**Kutipan Teks**
___

Sungguhpun demikian, antara penelitian kuantitatif dengan penelitian kualitatif mengumpulkan jenis data yang sama, yakni data kuantitas dan data kualitas. Hanya saja penelitian kuantitatif menganalisis data kualitas dengan menggunakan angka –karena perhitungannya selalu menggunakan statistik– sehingga dikembangkan sistem skala, yang berdasarkan tolok ukur tertentu. Suatu kualitas ditempatkan pada kelompok renking dengan nilainya sesuai dengan model skalanya. Berbeda dengan penelitian kualitatif yang menganalisis data kuantitas tetap dengan angka, dan data kualitas tidak diangkakan, tetapi dengan deskripsi kalimat yang rinci dengan nuansa maknanya yang jelas. Penelitian kualitatif memandang bahwa bagaimanapun kualitas tidak akan tepat untuk diangkakan, sebab dalam kenyataannya terdapat kelompok yang hampir sama namun memiliki perbedaan yang cukup bermakna. Dengan demikian, perlu dipahami bahwa dalam penelitian kualitatif sama sekali tidak mengabaikan data kuantitas dalam bentuk angka.
Metodologi penelitian kualitatif ditunjang oleh 5 (lima) perspektif teori yakni: Pertama, fenomenologi. Teori ini memiliki kedudukan sentral dalam penelitian kualitatif dan karena itu sering pula penelitian itu disebut sebagai penelitian fenomenologis. Fenomenologi memandang perilaku manusia sebagai produk dari bagaimana orang melakukan penapsiran terhadap dunia mereka sendiri. Tugas peneliti adalah menangkap proses tersebut, dan untuk itu diperlukan apa yang disebut oleh Weber ‘verstehen’  atau pemahaman empatik (merasa berada di dalam diri orang lain). Dalam kata lain, untuk menangkap makna perilaku seseorang, peneliti harus berusaha melihat segalanya dari pandangan orang tersebut. Karena itu diperlukan sikap terbuka dan siap menerima segala kemungkinan yang berbeda dari dirinya. Selanjutnya dalam upaya untuk membentuk kebenaran, peneliti harus selalu melihat sesuatu dari pandangan yang bersifat multiperspektif.

___

**Cuplikan Data**
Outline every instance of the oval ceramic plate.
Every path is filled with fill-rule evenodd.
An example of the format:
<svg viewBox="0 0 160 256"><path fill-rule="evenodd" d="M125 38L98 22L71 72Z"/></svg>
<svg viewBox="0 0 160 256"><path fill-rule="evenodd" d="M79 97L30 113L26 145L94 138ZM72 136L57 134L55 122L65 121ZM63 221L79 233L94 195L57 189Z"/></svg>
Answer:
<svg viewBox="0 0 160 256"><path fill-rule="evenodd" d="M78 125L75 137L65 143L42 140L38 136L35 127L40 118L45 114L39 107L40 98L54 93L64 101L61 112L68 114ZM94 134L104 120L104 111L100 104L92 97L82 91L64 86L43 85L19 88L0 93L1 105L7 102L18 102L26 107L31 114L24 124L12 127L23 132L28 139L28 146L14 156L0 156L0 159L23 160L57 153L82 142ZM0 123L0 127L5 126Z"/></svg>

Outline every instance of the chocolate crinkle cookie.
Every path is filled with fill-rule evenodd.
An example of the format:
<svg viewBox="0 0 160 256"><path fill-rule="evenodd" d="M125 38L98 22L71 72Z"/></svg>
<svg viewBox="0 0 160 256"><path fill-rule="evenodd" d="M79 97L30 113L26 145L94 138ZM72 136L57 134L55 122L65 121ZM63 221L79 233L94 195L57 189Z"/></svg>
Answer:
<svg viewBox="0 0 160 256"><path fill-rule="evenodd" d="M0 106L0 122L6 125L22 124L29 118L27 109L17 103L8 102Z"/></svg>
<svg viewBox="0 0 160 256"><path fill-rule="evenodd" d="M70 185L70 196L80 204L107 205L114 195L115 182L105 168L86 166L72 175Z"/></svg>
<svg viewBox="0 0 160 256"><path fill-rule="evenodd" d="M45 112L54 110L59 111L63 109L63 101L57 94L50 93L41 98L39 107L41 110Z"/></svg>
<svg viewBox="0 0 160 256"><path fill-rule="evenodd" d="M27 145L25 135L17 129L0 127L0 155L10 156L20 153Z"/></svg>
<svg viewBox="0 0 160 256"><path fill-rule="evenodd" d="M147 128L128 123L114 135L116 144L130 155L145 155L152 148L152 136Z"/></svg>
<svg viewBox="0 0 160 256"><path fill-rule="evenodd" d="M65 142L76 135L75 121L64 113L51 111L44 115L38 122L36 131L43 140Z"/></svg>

___

**Tugas yang Dikerjakan**
Salin ulang seluruh kutipan teks tentang penelitian kualitatif di atas tanpa mengubah satu kata atau tanda baca pun.

**Jawaban**
Sungguhpun demikian, antara penelitian kuantitatif dengan penelitian kualitatif mengumpulkan jenis data yang sama, yakni data kuantitas dan data kualitas. Hanya saja penelitian kuantitatif menganalisis data kualitas dengan menggunakan angka –karena perhitungannya selalu menggunakan statistik– sehingga dikembangkan sistem skala, yang berdasarkan tolok ukur tertentu. Suatu kualitas ditempatkan pada kelompok renking dengan nilainya sesuai dengan model skalanya. Berbeda dengan penelitian kualitatif yang menganalisis data kuantitas tetap dengan angka, dan data kualitas tidak diangkakan, tetapi dengan deskripsi kalimat yang rinci dengan nuansa maknanya yang jelas. Penelitian kualitatif memandang bahwa bagaimanapun kualitas tidak akan tepat untuk diangkakan, sebab dalam kenyataannya terdapat kelompok yang hampir sama namun memiliki perbedaan yang cukup bermakna. Dengan demikian, perlu dipahami bahwa dalam penelitian kualitatif sama sekali tidak mengabaikan data kuantitas dalam bentuk angka.
Metodologi penelitian kualitatif ditunjang oleh 5 (lima) perspektif teori yakni: Pertama, fenomenologi. Teori ini memiliki kedudukan sentral dalam penelitian kualitatif dan karena itu sering pula penelitian itu disebut sebagai penelitian fenomenologis. Fenomenologi memandang perilaku manusia sebagai produk dari bagaimana orang melakukan penapsiran terhadap dunia mereka sendiri. Tugas peneliti adalah menangkap proses tersebut, dan untuk itu diperlukan apa yang disebut oleh Weber ‘verstehen’  atau pemahaman empatik (merasa berada di dalam diri orang lain). Dalam kata lain, untuk menangkap makna perilaku seseorang, peneliti harus berusaha melihat segalanya dari pandangan orang tersebut. Karena itu diperlukan sikap terbuka dan siap menerima segala kemungkinan yang berbeda dari dirinya. Selanjutnya dalam upaya untuk membentuk kebenaran, peneliti harus selalu melihat sesuatu dari pandangan yang bersifat multiperspektif.